-- Begin EXTRACT PROVIDED --

The Department of the Air Force is claiming more than $10 billion in savings as part of President Donald Trump’s Department of Government Efficiency (DOGE) initiative, according to Defense Secretary Pete Hegseth and Air Force Secretary Troy Meink.
The department did not provide a full breakdown of the savings, but the bulk appear to be derived from cancelling contracts or planned contract pools for consultants and cutting civilian jobs.
In a video shared on social media, Hegseth said the Air Force has worked for six months with DOGE, Trump’s cost-cutting team, “cutting waste and working with vendors to reduce contract spendings.”
“I want to commend you, Mr. Secretary, and the entire Air Force team in rooting out excess,” Hegseth added.
Meink said the department reviewed more than 500 contracts and 50 business systems as part of its efforts.
“With the modernization going on, which is the largest in the history of the Air Force, every last dollar is going to be necessary to bring that lethality and peace through strength,” he said.
A Department of the Air Force spokesperson told Air & Space Forces Magazine that the total savings were valued at $10.4 billion, to include “cost savings or avoidance on contracts including descoping, reducing the contract ceiling, terminating, or declining to exercise contract option periods.”
The spokesperson could not provide a detailed breakdown of those savings, but did provide a few examples.
By far the biggest savings—or at least cost avoidance—comes from reductions to the Department of the Air Force Strategic Transformation Support contract, an Indefinite Delivery, Indefinite Quantity contract through which offices can access consulting and advisory services on Air Force enterprise changes.

-- End EXTRACT PROVIDED --
-- Begin PROVIDED MATERIAL --

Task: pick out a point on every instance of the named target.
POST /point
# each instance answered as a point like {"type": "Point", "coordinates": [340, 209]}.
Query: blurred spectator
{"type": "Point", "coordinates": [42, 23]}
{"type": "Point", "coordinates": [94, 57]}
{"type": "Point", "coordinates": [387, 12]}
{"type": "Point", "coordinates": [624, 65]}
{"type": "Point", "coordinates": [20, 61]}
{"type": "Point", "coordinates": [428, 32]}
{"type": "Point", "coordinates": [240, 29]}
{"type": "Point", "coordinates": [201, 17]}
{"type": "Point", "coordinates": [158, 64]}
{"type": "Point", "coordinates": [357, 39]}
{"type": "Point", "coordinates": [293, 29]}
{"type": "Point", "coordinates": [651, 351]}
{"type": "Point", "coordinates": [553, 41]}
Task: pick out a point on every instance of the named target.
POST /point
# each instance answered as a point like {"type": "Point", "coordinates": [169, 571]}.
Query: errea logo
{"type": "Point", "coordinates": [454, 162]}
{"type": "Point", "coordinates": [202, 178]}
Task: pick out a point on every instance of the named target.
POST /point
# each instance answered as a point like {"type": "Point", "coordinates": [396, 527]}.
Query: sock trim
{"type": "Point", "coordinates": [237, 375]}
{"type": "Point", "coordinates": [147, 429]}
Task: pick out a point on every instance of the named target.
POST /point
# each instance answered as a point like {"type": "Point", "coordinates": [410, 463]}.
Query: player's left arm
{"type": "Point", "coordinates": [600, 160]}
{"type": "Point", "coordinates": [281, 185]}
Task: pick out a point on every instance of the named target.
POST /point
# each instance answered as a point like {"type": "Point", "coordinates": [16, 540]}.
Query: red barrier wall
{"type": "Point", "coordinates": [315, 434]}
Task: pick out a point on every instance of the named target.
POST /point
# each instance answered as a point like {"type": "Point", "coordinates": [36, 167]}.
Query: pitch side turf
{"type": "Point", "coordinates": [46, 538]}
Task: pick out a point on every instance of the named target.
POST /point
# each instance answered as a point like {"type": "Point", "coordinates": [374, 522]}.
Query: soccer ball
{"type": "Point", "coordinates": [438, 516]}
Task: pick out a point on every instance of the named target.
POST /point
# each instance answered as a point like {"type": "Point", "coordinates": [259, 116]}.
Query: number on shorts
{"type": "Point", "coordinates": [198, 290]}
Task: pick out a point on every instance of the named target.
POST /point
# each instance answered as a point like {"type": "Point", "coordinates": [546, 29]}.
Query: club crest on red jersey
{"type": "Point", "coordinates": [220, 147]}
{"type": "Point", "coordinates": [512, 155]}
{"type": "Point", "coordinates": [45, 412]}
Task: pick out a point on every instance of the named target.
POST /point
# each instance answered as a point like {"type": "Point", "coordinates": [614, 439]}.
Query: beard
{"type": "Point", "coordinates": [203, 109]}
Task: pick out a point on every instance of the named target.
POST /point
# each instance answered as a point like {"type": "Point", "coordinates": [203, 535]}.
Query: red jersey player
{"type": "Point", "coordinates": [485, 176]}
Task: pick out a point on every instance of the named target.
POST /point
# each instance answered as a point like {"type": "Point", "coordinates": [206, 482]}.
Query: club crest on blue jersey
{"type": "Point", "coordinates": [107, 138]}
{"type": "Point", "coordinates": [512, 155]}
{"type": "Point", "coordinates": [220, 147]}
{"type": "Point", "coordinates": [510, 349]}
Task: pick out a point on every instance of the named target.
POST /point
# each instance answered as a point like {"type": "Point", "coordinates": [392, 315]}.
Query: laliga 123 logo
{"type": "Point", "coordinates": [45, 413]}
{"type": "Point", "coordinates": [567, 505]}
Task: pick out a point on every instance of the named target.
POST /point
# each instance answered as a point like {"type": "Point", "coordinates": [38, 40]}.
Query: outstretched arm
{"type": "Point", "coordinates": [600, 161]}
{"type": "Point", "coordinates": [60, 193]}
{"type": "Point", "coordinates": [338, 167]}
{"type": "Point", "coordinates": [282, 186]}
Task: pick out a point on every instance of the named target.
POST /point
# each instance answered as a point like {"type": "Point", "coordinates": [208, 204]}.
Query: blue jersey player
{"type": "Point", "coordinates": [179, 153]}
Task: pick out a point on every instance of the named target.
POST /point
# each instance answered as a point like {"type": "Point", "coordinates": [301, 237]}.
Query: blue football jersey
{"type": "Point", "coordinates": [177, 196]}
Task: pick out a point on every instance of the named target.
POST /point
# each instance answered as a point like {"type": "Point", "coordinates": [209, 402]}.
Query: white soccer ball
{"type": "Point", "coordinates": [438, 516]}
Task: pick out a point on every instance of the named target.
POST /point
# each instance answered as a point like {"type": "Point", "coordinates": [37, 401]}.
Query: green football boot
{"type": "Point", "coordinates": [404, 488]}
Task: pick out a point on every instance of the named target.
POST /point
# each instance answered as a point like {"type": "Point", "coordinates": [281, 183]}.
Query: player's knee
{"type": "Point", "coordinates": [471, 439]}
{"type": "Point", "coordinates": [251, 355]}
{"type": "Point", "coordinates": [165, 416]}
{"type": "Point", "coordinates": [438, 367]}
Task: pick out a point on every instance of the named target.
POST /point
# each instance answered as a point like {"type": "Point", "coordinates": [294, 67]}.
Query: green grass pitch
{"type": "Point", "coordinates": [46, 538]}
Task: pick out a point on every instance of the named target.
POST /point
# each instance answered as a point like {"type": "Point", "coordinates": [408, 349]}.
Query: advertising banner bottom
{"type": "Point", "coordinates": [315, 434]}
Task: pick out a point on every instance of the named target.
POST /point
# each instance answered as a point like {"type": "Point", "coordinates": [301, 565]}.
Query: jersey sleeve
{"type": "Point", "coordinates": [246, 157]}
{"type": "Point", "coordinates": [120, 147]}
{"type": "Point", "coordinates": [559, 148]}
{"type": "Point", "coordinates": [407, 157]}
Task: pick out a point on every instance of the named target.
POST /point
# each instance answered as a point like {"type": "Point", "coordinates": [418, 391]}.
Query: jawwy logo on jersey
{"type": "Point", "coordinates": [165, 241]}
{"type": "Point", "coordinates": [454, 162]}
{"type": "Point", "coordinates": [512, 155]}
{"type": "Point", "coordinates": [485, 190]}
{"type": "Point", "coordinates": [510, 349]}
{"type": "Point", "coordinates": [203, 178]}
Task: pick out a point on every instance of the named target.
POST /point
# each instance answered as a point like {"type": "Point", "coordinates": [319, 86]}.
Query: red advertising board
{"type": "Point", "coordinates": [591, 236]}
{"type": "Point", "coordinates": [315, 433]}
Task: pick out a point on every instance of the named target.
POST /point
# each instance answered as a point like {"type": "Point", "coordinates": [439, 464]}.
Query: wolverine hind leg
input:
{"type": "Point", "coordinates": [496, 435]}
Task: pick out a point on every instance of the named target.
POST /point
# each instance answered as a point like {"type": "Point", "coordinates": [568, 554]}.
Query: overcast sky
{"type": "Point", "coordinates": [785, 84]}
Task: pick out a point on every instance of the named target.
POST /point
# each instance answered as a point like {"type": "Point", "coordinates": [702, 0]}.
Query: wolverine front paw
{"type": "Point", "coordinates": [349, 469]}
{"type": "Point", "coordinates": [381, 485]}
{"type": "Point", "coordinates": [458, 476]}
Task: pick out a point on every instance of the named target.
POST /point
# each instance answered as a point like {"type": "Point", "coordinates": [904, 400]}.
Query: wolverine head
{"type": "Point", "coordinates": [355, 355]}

-- End PROVIDED MATERIAL --

From the article on Air Force savings, list every contract action the spokesperson names as part of the total savings. The items are separate material, unrelated to the article on Air Force savings.

- descoping
- reducing the contract ceiling
- terminating
- declining to exercise contract option periods